→ **WHAT TO PRODUCE**:
Please count the lines in the records below that contain the word "eyelid" and reply with that number alone.

→ **PROVIDED DATA**:
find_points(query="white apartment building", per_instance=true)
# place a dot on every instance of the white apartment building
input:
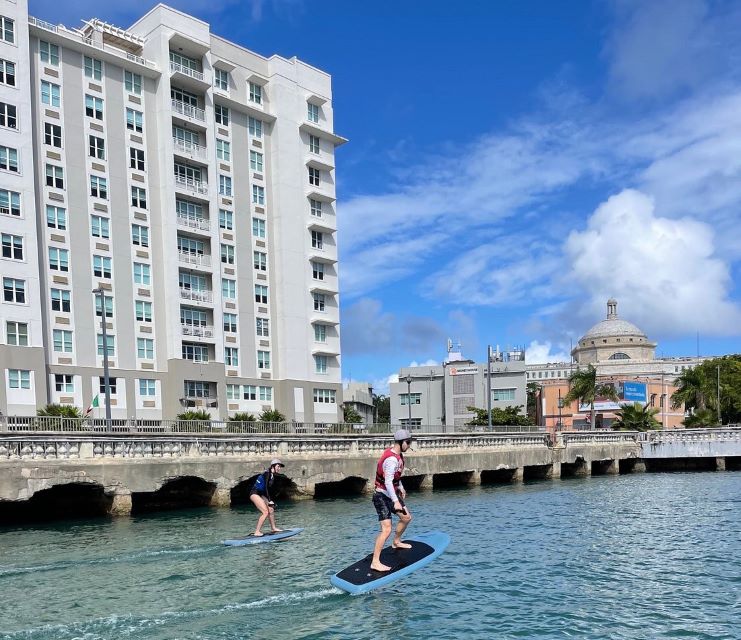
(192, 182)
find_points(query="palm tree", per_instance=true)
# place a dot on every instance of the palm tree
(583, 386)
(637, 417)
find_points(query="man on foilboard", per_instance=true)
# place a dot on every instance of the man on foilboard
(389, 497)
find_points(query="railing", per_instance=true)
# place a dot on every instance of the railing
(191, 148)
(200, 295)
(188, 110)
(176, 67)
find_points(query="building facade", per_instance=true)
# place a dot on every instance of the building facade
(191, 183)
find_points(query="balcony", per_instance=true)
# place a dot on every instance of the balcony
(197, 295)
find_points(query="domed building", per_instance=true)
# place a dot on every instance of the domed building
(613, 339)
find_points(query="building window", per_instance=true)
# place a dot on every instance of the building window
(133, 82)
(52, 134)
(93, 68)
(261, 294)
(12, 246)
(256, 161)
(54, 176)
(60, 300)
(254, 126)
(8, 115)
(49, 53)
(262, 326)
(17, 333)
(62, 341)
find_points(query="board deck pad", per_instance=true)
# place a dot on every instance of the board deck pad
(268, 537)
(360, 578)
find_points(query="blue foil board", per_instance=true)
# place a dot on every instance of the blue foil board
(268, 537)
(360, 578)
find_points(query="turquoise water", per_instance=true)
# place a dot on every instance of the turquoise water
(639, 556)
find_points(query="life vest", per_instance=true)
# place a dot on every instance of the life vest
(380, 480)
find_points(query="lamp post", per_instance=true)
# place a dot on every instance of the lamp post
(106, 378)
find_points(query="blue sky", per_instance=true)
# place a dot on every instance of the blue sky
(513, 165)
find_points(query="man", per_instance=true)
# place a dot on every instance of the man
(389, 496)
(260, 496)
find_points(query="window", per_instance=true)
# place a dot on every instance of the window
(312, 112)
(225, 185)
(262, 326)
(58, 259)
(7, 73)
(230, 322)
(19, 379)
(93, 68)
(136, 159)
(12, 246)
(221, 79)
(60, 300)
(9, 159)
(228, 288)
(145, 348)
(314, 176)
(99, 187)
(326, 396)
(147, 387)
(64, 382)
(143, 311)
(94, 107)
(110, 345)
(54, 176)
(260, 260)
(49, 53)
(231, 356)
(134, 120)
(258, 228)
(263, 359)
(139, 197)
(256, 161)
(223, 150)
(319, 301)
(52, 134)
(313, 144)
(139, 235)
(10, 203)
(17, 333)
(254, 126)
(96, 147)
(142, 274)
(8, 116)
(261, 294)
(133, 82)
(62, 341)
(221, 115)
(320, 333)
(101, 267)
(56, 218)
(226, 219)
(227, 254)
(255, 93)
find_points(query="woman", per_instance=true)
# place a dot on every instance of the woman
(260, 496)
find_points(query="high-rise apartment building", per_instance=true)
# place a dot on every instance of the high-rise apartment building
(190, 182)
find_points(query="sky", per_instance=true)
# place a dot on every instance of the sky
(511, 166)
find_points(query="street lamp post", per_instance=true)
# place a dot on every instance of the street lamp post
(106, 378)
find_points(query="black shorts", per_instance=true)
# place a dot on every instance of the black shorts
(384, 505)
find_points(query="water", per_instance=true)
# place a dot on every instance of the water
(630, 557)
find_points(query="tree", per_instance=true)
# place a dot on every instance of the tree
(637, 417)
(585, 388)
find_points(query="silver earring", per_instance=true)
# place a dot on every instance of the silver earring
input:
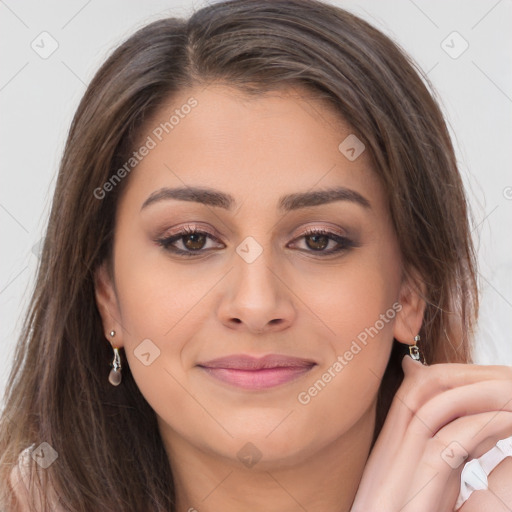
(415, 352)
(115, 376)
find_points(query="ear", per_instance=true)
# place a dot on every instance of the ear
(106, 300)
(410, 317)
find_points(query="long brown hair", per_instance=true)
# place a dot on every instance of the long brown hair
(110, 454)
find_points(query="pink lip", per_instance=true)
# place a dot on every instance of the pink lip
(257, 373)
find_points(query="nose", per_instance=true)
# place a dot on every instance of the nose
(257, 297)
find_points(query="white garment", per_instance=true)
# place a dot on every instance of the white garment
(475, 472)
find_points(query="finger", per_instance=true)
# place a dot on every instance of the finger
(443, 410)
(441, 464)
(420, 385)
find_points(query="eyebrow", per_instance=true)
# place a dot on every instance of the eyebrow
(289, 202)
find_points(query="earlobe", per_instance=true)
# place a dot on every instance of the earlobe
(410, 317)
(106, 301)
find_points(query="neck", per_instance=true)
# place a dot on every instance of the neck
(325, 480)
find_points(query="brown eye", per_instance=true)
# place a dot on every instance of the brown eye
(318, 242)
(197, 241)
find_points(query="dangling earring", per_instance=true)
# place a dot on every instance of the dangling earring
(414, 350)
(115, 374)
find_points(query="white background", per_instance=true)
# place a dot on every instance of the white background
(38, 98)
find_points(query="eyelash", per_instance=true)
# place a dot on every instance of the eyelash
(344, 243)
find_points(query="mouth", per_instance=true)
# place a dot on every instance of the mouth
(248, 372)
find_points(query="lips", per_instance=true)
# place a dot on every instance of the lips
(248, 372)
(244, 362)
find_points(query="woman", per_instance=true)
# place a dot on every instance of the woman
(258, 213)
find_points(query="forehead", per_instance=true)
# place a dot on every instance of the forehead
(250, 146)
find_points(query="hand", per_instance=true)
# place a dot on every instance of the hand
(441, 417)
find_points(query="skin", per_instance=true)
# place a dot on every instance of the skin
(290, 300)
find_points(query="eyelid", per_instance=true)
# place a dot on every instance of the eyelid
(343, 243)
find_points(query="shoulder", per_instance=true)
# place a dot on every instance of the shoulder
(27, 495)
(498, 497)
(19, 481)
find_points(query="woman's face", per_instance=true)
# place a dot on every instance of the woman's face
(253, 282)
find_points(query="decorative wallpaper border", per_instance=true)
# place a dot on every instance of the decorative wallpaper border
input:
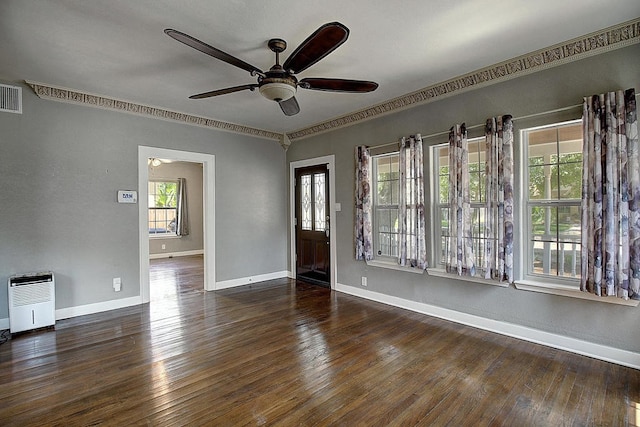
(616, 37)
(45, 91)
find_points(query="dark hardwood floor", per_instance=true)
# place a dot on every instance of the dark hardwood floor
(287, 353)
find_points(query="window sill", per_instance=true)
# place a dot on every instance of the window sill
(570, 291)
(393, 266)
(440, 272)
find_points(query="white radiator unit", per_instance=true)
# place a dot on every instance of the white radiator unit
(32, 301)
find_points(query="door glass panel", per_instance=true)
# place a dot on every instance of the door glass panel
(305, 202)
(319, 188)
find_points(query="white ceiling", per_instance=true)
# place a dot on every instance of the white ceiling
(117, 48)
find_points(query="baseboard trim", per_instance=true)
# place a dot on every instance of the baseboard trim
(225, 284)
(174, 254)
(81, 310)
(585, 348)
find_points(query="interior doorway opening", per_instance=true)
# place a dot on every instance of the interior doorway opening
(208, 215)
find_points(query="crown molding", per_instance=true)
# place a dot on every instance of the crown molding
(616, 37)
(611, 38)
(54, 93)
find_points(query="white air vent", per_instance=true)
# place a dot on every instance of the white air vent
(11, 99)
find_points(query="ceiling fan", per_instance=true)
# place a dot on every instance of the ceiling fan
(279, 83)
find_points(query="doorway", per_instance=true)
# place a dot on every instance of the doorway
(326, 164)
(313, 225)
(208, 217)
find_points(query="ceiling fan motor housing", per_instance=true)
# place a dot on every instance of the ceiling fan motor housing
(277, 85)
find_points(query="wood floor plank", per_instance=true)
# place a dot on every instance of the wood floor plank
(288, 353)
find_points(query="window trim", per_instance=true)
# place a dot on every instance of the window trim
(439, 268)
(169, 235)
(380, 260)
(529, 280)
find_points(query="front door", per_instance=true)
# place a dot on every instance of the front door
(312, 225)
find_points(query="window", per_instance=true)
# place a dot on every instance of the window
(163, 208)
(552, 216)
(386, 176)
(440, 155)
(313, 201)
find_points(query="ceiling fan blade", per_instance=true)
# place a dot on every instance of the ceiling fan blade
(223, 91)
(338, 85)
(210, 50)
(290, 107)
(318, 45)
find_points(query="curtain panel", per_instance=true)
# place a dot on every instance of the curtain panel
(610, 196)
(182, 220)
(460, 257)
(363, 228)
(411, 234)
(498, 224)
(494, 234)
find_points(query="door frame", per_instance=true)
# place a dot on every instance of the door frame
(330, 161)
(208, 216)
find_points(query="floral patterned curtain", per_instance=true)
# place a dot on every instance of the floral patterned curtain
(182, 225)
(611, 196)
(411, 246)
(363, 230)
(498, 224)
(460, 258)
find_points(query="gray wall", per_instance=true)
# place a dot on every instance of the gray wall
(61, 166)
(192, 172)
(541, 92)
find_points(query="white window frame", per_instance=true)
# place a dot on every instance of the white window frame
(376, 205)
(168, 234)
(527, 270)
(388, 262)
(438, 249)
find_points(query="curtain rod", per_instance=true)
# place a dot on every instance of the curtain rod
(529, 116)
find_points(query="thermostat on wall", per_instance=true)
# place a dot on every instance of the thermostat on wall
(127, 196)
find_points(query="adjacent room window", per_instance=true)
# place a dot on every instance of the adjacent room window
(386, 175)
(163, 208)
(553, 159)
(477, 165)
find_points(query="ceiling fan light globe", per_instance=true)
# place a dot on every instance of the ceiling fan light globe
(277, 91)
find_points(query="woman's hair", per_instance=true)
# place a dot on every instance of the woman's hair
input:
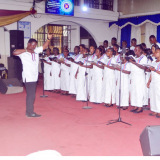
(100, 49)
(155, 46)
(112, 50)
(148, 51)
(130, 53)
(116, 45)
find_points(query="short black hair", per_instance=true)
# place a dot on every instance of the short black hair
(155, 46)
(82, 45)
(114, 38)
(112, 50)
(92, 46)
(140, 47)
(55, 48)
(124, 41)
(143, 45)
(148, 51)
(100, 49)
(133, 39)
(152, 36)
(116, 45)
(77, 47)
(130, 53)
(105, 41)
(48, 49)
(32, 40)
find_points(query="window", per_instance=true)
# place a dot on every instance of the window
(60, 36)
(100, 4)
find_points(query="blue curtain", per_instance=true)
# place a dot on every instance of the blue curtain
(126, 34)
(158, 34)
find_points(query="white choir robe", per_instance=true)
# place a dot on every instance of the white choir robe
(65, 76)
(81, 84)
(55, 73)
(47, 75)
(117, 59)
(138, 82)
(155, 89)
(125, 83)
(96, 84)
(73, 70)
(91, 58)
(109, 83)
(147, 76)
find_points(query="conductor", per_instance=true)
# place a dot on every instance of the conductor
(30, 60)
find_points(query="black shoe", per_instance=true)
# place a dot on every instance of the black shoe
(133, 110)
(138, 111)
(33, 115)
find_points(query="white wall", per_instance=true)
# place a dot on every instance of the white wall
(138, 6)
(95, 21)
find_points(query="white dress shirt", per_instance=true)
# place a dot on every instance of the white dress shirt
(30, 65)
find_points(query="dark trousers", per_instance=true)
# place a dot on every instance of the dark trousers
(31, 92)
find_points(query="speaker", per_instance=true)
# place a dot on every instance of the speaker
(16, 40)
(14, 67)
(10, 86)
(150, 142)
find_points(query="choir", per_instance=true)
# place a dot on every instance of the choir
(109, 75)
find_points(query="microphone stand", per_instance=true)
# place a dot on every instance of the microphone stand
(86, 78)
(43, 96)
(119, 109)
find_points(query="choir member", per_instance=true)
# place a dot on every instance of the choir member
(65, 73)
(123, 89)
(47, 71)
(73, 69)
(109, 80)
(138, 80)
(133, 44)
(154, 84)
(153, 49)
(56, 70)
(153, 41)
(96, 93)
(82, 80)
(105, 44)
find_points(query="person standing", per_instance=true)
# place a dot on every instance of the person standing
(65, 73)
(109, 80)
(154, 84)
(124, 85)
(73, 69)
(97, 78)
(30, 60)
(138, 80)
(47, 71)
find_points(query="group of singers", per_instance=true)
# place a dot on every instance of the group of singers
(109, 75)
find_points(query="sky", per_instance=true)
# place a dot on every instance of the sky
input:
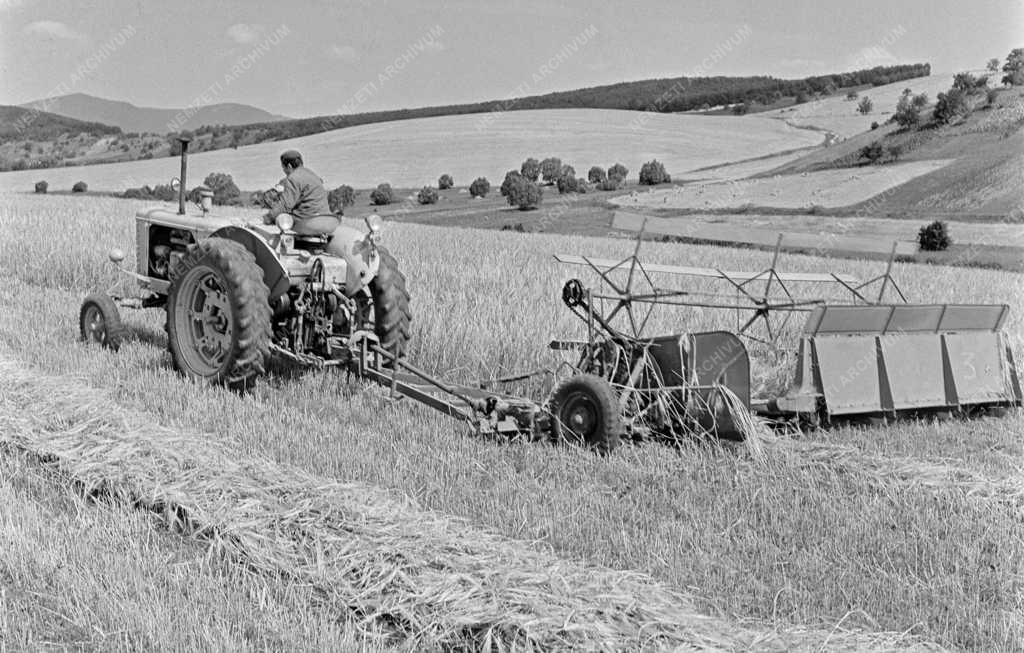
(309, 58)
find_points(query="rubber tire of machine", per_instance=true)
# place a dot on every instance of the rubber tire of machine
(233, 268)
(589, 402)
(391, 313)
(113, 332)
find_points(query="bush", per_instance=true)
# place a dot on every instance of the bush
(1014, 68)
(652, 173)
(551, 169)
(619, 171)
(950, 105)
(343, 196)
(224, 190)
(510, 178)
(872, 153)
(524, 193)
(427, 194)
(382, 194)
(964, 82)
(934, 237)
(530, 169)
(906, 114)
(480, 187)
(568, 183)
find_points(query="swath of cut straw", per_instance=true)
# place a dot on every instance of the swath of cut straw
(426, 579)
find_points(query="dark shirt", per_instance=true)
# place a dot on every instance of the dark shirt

→ **WRITTEN RESPONSE**:
2